任务说明
将下面这段关于沙门氏菌快速检测板的文字从头到尾完整复制一遍，不增不减，不改动任何字词和标点。

所给文本
►

2019-05-05常晓萌陈芳园王俊华王玉霞

食品界 2019年4期
关键词:恒温箱试片膜片

常晓萌 陈芳园 王俊华 王玉霞

社会不断推进发展的进程中,使人们对于生活质量的要求逐渐增加。尤其是在食品安全领域,为食品检测技术提出了更加复杂的要求。由此,也使食品检测方法成为了相关科研人员研究的重点方向。为了高效完成食品中的沙门氏菌检测任务,应对检测方法进行拓展研究,并对沙门氏菌快速检测板的技术原理,进行系统性的分析,以便为技术条件的应用奠定基础。本文以食品检测为研究对象,对沙门氏菌的快速检测板应用方法进行分析。在介绍其检测技术的基础上,通过材料备制、仪器准备、菌株培养、标准检测方法、3M沙门氏菌快速检测板法的内容讨论,介绍具体的操作方法,为相关研究与实践工作提供参阅材料。

◄

所给材料
►

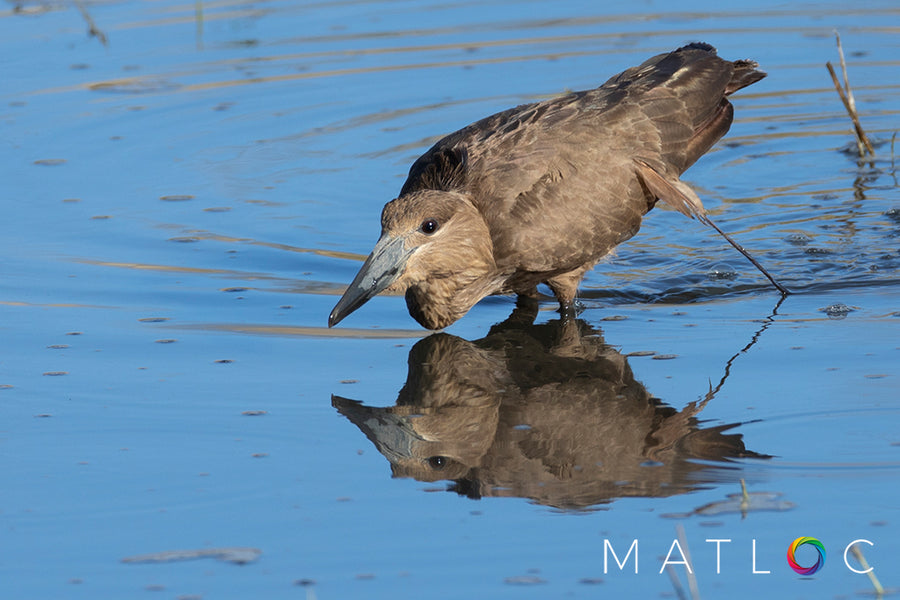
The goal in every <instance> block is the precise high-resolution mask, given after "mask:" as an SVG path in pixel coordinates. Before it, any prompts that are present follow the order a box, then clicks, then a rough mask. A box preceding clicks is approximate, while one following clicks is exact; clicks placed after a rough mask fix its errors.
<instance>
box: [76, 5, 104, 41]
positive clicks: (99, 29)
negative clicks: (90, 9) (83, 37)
mask: <svg viewBox="0 0 900 600" xmlns="http://www.w3.org/2000/svg"><path fill="white" fill-rule="evenodd" d="M74 2H75V7H76V8H77V9H78V12H80V13H81V17H82V18H83V19H84V20H85V22H86V23H87V24H88V34H89V35H92V36H94V37H95V38H97V39H98V40H100V43H101V44H103V45H104V46H109V43H108V40H107V39H106V34H105V33H103V32H102V31H101V30H100V28H99V27H97V24H96V23H94V19H93V18H92V17H91V13H89V12H88V10H87V8H86V7H85V6H84V3H83V2H82V1H81V0H74Z"/></svg>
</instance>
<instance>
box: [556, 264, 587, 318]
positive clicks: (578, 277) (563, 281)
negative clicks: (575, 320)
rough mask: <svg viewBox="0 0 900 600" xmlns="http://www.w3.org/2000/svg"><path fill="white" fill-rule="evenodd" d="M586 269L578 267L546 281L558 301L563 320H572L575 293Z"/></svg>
mask: <svg viewBox="0 0 900 600" xmlns="http://www.w3.org/2000/svg"><path fill="white" fill-rule="evenodd" d="M587 269H588V267H587V266H585V267H579V268H578V269H575V270H574V271H569V272H568V273H563V274H561V275H557V276H556V277H551V278H550V279H548V280H547V285H549V286H550V289H551V290H553V295H554V296H556V299H557V300H558V301H559V314H561V315H562V316H563V318H564V319H566V318H571V319H574V318H575V317H576V316H577V314H576V307H575V293H576V292H577V291H578V283H579V282H580V281H581V277H582V276H583V275H584V272H585V271H587Z"/></svg>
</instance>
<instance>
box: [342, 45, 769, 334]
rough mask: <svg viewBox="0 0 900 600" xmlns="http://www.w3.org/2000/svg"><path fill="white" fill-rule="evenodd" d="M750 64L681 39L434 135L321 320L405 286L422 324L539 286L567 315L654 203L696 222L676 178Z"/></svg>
mask: <svg viewBox="0 0 900 600" xmlns="http://www.w3.org/2000/svg"><path fill="white" fill-rule="evenodd" d="M757 66H758V65H757V63H755V62H753V61H749V60H738V61H734V62H731V61H727V60H723V59H721V58H719V57H718V56H717V55H716V50H715V48H713V47H712V46H710V45H708V44H704V43H693V44H690V45H687V46H684V47H682V48H679V49H677V50H675V51H674V52H670V53H668V54H660V55H658V56H654V57H653V58H651V59H649V60H647V61H646V62H644V63H643V64H641V65H639V66H637V67H632V68H630V69H628V70H626V71H624V72H622V73H620V74H619V75H616V76H615V77H613V78H612V79H610V80H609V81H607V82H606V83H604V84H603V85H601V86H600V87H598V88H596V89H593V90H587V91H582V92H574V93H570V94H567V95H565V96H561V97H559V98H555V99H551V100H546V101H543V102H536V103H533V104H524V105H522V106H518V107H516V108H511V109H509V110H506V111H503V112H500V113H497V114H495V115H492V116H490V117H486V118H484V119H482V120H480V121H477V122H475V123H473V124H471V125H469V126H468V127H465V128H463V129H460V130H459V131H457V132H455V133H451V134H450V135H448V136H446V137H444V138H442V139H441V140H440V141H438V142H437V143H436V144H435V145H434V146H432V148H431V149H429V150H428V151H427V152H426V153H425V154H423V155H422V156H421V157H419V159H418V160H416V162H415V163H413V165H412V167H411V168H410V170H409V177H408V178H407V180H406V183H404V184H403V188H402V189H401V190H400V195H399V197H398V198H396V199H394V200H392V201H390V202H388V203H387V204H386V205H385V207H384V210H383V212H382V214H381V238H380V239H379V240H378V242H377V243H376V244H375V248H374V250H373V251H372V254H370V255H369V257H368V258H367V259H366V261H365V263H364V264H363V266H362V268H361V269H360V270H359V273H358V274H357V275H356V277H355V278H354V279H353V282H352V283H351V284H350V286H349V287H348V288H347V291H346V292H345V293H344V295H343V297H342V298H341V299H340V301H339V302H338V303H337V305H336V306H335V307H334V310H333V311H332V312H331V315H329V317H328V326H329V327H331V326H333V325H336V324H337V323H338V322H340V321H341V320H342V319H343V318H344V317H346V316H347V315H348V314H350V313H351V312H353V311H354V310H356V309H357V308H359V307H360V306H361V305H362V304H364V303H365V302H366V301H367V300H369V299H370V298H371V297H372V296H374V295H376V294H378V293H379V292H381V291H384V290H386V289H387V290H390V291H405V292H406V304H407V307H408V308H409V313H410V315H412V317H413V318H414V319H415V320H416V321H418V322H419V323H420V324H421V325H422V326H424V327H427V328H428V329H441V328H443V327H446V326H448V325H450V324H451V323H453V322H454V321H456V320H457V319H459V318H460V317H462V316H463V315H464V314H466V312H467V311H468V310H469V309H470V308H472V306H474V305H475V303H477V302H478V301H479V300H481V299H482V298H484V297H485V296H489V295H492V294H512V293H515V294H519V295H522V296H535V295H536V294H537V285H538V284H539V283H546V284H547V285H548V286H549V287H550V289H551V290H552V291H553V293H554V295H555V296H556V298H557V300H558V301H559V304H560V310H561V312H563V313H571V312H572V311H573V307H574V301H575V294H576V290H577V287H578V284H579V282H580V281H581V278H582V277H583V276H584V274H585V272H586V271H588V270H589V269H590V268H592V267H593V266H594V265H595V264H596V263H597V262H598V261H599V260H600V259H601V258H603V257H604V256H605V255H606V254H608V253H609V252H610V251H611V250H612V249H613V248H614V247H615V246H617V245H618V244H621V243H622V242H624V241H625V240H627V239H629V238H630V237H632V236H633V235H634V234H636V233H637V231H638V229H640V226H641V218H642V217H643V216H644V214H646V213H647V211H649V210H650V209H651V208H653V206H654V204H655V203H656V201H657V200H663V201H665V202H667V203H669V204H670V205H672V206H674V207H675V208H677V209H678V210H679V211H681V212H683V213H684V214H686V215H688V216H697V217H699V218H700V219H701V220H703V221H704V222H707V223H709V221H708V219H707V218H706V217H705V212H704V209H703V205H702V203H701V202H700V199H699V198H698V197H697V195H696V194H695V193H694V192H693V191H692V190H691V189H690V188H689V187H688V186H687V185H686V184H684V183H683V182H682V181H680V180H679V178H678V177H679V176H680V175H681V174H682V173H683V172H684V171H685V169H687V168H688V167H689V166H691V165H692V164H694V162H695V161H696V160H697V159H698V158H700V156H702V155H703V154H704V153H705V152H707V151H708V150H709V149H710V148H711V147H712V145H713V144H715V143H716V142H717V141H718V140H719V139H720V138H721V137H722V136H723V135H725V133H726V132H727V131H728V128H729V127H730V126H731V122H732V119H733V114H734V109H733V107H732V105H731V103H730V102H729V101H728V96H729V95H730V94H731V93H733V92H735V91H736V90H739V89H741V88H743V87H746V86H748V85H750V84H752V83H755V82H757V81H759V80H760V79H762V78H763V77H765V73H763V72H761V71H758V70H756V67H757ZM709 224H711V223H709ZM717 229H718V228H717ZM729 241H730V240H729ZM732 243H733V244H734V242H732ZM735 247H738V246H737V245H736V244H735ZM738 249H739V250H740V248H739V247H738ZM742 251H743V250H742ZM745 255H746V253H745ZM747 256H748V258H750V257H749V255H747ZM751 260H752V258H751ZM754 264H756V263H755V262H754ZM757 266H758V265H757ZM760 269H761V267H760ZM766 275H767V276H768V274H766ZM770 279H771V277H770ZM773 283H774V280H773ZM776 285H777V283H776ZM779 289H782V288H781V287H780V286H779ZM783 292H785V293H786V290H783Z"/></svg>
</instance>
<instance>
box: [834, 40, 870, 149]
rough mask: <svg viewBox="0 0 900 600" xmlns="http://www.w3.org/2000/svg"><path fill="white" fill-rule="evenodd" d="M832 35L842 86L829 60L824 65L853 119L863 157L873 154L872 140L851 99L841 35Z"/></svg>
mask: <svg viewBox="0 0 900 600" xmlns="http://www.w3.org/2000/svg"><path fill="white" fill-rule="evenodd" d="M834 36H835V39H836V40H837V46H838V55H839V56H840V58H841V71H842V73H843V75H844V86H843V87H842V86H841V83H840V81H838V78H837V73H835V71H834V66H832V64H831V63H830V62H826V63H825V66H826V67H827V68H828V73H829V74H830V75H831V81H832V82H833V83H834V89H836V90H837V93H838V96H840V97H841V102H843V103H844V108H845V109H847V114H849V115H850V120H851V121H853V129H854V131H855V132H856V147H857V150H858V151H859V155H860V157H863V156H865V155H866V154H871V155H873V156H874V155H875V148H874V147H873V146H872V142H870V141H869V137H868V136H867V135H866V132H865V131H864V130H863V128H862V124H861V123H860V122H859V113H857V112H856V101H855V100H854V99H853V90H852V89H850V80H849V79H848V78H847V63H846V61H845V60H844V48H843V47H842V46H841V36H840V34H839V33H838V32H837V31H835V32H834Z"/></svg>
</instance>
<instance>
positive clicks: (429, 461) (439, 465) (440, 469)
mask: <svg viewBox="0 0 900 600" xmlns="http://www.w3.org/2000/svg"><path fill="white" fill-rule="evenodd" d="M428 464H429V466H430V467H431V468H432V469H434V470H435V471H440V470H442V469H443V468H444V467H446V466H447V459H446V458H444V457H443V456H432V457H429V458H428Z"/></svg>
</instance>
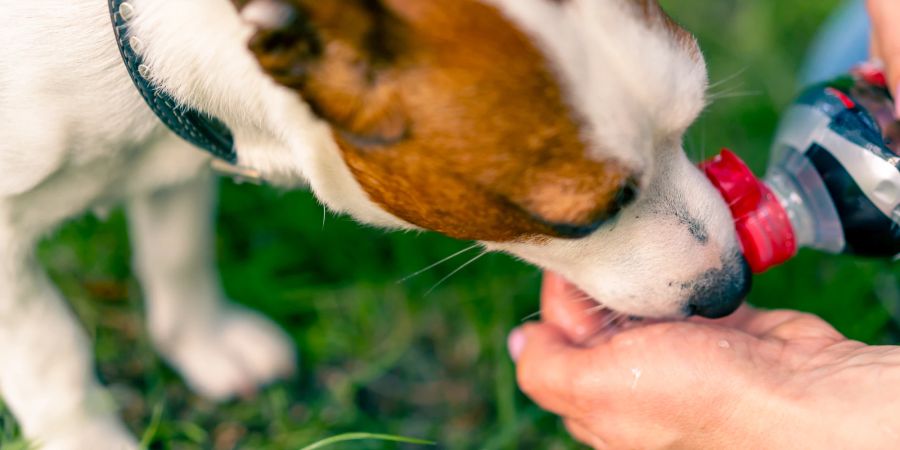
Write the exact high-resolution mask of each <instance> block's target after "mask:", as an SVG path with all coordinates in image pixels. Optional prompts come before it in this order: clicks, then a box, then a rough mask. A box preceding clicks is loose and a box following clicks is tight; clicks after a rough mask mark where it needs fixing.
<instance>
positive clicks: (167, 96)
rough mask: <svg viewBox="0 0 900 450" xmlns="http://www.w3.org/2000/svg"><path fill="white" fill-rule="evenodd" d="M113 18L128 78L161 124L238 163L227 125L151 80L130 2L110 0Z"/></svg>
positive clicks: (212, 151) (204, 148) (113, 21)
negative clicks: (145, 60) (148, 78)
mask: <svg viewBox="0 0 900 450" xmlns="http://www.w3.org/2000/svg"><path fill="white" fill-rule="evenodd" d="M109 14H110V17H111V18H112V24H113V29H114V30H115V32H116V43H118V45H119V52H120V53H121V54H122V60H123V61H124V62H125V68H126V69H128V75H130V76H131V81H133V82H134V85H135V87H137V89H138V91H139V92H140V93H141V96H143V97H144V100H146V102H147V105H149V106H150V109H151V110H153V112H154V113H156V116H157V117H159V120H161V121H162V123H164V124H165V125H166V126H167V127H169V129H171V130H172V131H173V132H175V134H177V135H178V136H181V138H182V139H184V140H186V141H188V142H190V143H192V144H194V145H196V146H197V147H200V148H201V149H203V150H206V151H207V152H209V153H211V154H212V155H213V156H215V157H216V158H219V159H221V160H223V161H225V162H228V163H229V164H234V163H236V162H237V153H236V152H235V150H234V138H233V137H232V134H231V130H229V129H228V127H227V126H225V124H223V123H222V122H221V121H219V120H217V119H216V118H215V117H210V116H209V115H207V114H204V113H202V112H200V111H197V110H195V109H193V108H190V107H188V106H186V105H183V104H180V103H178V102H177V101H176V100H175V99H174V98H172V96H171V95H169V94H168V93H167V92H165V91H163V90H162V89H160V88H159V86H156V85H154V84H153V83H152V82H151V81H150V80H149V79H148V78H149V73H150V68H149V67H148V66H147V65H146V64H144V62H143V59H142V58H141V55H140V51H141V50H142V49H141V48H140V47H141V42H140V40H139V39H138V38H137V37H136V36H132V35H130V33H129V21H130V20H131V19H133V18H134V6H133V5H132V4H131V3H129V2H128V1H127V0H109Z"/></svg>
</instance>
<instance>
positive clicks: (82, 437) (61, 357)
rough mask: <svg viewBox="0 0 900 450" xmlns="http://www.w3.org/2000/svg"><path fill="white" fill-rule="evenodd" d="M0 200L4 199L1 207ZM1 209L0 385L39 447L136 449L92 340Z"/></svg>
mask: <svg viewBox="0 0 900 450" xmlns="http://www.w3.org/2000/svg"><path fill="white" fill-rule="evenodd" d="M0 206H2V205H0ZM12 223H13V222H12V220H10V217H9V215H6V214H3V212H2V207H0V348H2V353H0V356H2V357H0V391H2V395H3V398H4V400H5V401H6V403H7V405H8V406H9V408H10V409H11V410H12V412H13V414H14V415H15V416H16V418H17V419H18V421H19V424H20V426H21V428H22V431H23V432H24V434H25V435H26V436H27V437H28V438H29V439H30V440H32V443H33V444H35V445H36V446H37V447H38V448H42V449H53V450H56V449H58V450H81V449H88V448H90V449H104V450H105V449H116V450H122V449H136V448H137V442H136V441H135V440H134V438H133V437H132V436H131V435H130V434H129V433H128V431H127V430H126V428H125V427H124V425H123V424H122V423H121V422H120V421H119V419H118V417H117V415H116V408H115V406H114V404H113V401H112V399H111V397H110V396H109V394H108V393H107V392H106V391H105V390H104V389H103V388H102V387H101V386H100V384H99V383H98V381H97V379H96V377H95V373H94V367H93V358H92V354H91V353H92V352H91V350H92V347H93V346H92V345H91V343H90V341H89V339H88V336H87V335H86V334H85V333H84V331H83V329H82V328H81V327H80V326H79V323H78V320H77V319H76V317H75V316H74V314H73V313H72V311H71V310H70V309H69V308H68V305H67V304H66V303H65V301H64V300H63V298H62V297H61V296H60V294H59V293H58V292H57V290H56V288H55V287H54V286H53V285H52V284H51V282H50V280H49V279H48V277H47V276H46V274H45V272H44V271H43V269H42V268H41V267H40V265H39V264H38V263H37V262H36V260H35V258H34V254H33V240H32V239H30V238H29V232H28V231H26V230H24V229H20V228H16V227H15V226H13V225H12Z"/></svg>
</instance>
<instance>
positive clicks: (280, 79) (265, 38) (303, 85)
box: [233, 0, 407, 147]
mask: <svg viewBox="0 0 900 450" xmlns="http://www.w3.org/2000/svg"><path fill="white" fill-rule="evenodd" d="M233 1H234V2H235V4H236V6H237V7H238V8H239V10H240V11H241V15H242V16H243V17H244V18H245V19H246V20H248V21H250V22H252V23H253V24H254V25H255V26H256V27H257V30H256V34H255V35H254V36H253V37H252V38H251V40H250V44H249V46H250V50H251V52H252V53H253V54H254V55H255V56H256V58H257V60H258V61H259V63H260V66H261V67H262V69H263V70H264V71H265V72H266V73H267V74H269V75H270V76H271V77H272V78H273V79H274V80H275V81H276V82H277V83H278V84H281V85H283V86H286V87H288V88H290V89H293V90H295V91H297V92H298V93H299V94H300V95H301V97H303V99H304V100H305V101H306V102H307V103H308V104H309V105H310V106H311V108H312V109H313V111H314V112H315V113H316V114H317V115H318V116H319V117H320V118H322V119H324V120H326V121H327V122H329V123H330V124H331V125H332V126H333V128H334V129H335V131H336V132H337V133H339V134H340V135H341V136H342V137H344V138H345V139H347V140H348V141H350V142H351V143H353V144H354V145H355V146H357V147H371V146H382V145H384V144H385V143H390V142H395V141H398V140H402V139H403V137H404V136H405V134H406V132H407V131H406V130H407V125H406V123H407V120H406V115H405V112H404V111H403V107H402V102H400V101H398V98H397V95H396V93H395V88H397V86H396V83H392V82H391V76H390V74H391V72H392V71H393V70H394V69H395V68H396V63H397V62H398V60H399V59H400V57H401V55H402V54H403V52H404V42H405V39H404V34H405V25H404V24H403V22H402V21H401V20H399V19H398V18H397V17H396V16H394V14H392V12H391V11H390V9H389V8H388V7H386V6H385V5H384V4H383V3H382V2H381V1H380V0H233Z"/></svg>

◄

任务输出
2019-05-05常晓萌陈芳园王俊华王玉霞

食品界 2019年4期
关键词:恒温箱试片膜片

常晓萌 陈芳园 王俊华 王玉霞

社会不断推进发展的进程中,使人们对于生活质量的要求逐渐增加。尤其是在食品安全领域,为食品检测技术提出了更加复杂的要求。由此,也使食品检测方法成为了相关科研人员研究的重点方向。为了高效完成食品中的沙门氏菌检测任务,应对检测方法进行拓展研究,并对沙门氏菌快速检测板的技术原理,进行系统性的分析,以便为技术条件的应用奠定基础。本文以食品检测为研究对象,对沙门氏菌的快速检测板应用方法进行分析。在介绍其检测技术的基础上,通过材料备制、仪器准备、菌株培养、标准检测方法、3M沙门氏菌快速检测板法的内容讨论,介绍具体的操作方法,为相关研究与实践工作提供参阅材料。